* [Input material]:

*** Block opens ***

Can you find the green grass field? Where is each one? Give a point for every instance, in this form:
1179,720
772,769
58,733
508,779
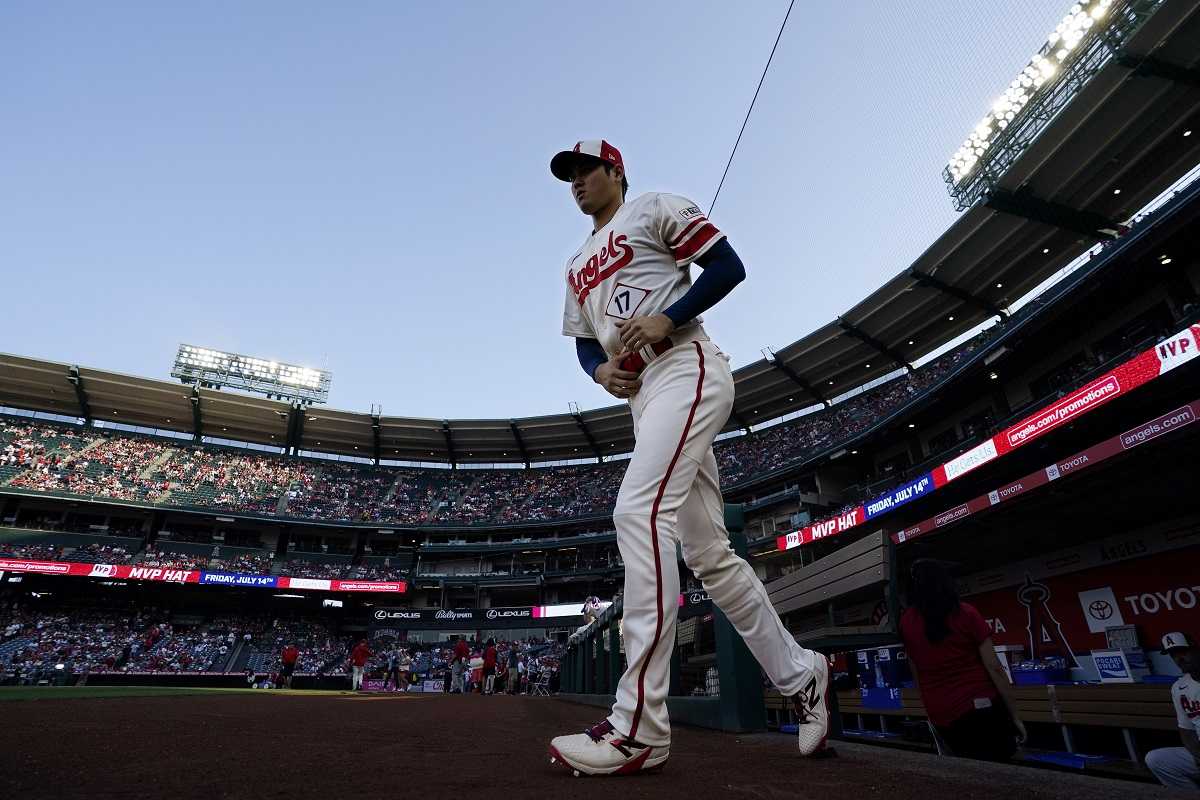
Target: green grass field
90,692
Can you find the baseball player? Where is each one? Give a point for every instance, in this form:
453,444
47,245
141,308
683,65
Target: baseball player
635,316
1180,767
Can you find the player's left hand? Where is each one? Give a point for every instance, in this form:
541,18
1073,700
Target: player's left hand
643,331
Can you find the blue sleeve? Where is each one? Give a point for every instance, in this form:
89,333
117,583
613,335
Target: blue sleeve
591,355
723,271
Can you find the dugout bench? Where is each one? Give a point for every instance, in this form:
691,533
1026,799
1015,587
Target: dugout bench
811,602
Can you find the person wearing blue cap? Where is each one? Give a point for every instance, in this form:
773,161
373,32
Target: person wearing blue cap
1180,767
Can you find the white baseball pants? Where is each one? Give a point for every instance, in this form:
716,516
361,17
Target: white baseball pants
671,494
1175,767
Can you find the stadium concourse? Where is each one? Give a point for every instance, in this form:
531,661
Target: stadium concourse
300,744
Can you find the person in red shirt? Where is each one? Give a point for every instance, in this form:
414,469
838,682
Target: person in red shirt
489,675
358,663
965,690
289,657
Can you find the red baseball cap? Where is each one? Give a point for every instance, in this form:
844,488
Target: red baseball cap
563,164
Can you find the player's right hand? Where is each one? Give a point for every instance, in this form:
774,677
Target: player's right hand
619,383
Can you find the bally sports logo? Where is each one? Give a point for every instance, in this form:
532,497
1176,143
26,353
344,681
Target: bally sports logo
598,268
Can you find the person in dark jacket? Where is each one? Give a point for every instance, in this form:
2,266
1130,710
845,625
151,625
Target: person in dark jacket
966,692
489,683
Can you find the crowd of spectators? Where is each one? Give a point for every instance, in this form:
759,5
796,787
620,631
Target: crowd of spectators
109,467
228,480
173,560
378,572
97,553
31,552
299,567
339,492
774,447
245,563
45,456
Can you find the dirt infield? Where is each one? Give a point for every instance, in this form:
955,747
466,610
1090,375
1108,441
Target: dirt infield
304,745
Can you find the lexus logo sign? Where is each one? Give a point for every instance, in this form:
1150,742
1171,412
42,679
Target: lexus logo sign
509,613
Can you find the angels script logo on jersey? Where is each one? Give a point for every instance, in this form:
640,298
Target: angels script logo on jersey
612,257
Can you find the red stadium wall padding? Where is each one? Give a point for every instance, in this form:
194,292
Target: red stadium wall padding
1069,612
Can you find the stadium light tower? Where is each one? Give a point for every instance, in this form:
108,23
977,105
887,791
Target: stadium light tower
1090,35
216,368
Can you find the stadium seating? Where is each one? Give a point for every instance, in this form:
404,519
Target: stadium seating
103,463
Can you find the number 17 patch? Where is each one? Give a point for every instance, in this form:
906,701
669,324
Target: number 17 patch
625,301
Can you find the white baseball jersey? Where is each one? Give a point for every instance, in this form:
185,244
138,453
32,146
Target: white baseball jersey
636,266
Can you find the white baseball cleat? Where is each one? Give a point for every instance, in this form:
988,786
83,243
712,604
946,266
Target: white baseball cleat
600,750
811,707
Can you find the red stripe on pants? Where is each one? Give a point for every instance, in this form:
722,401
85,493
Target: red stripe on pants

*** Block closes ***

If a line in the entries above has the word "stripe", copy it.

* [Your response]:
Can you find the red stripe on pants? Where is each one? Give a point for every instance, in this form:
Target: red stripe on pants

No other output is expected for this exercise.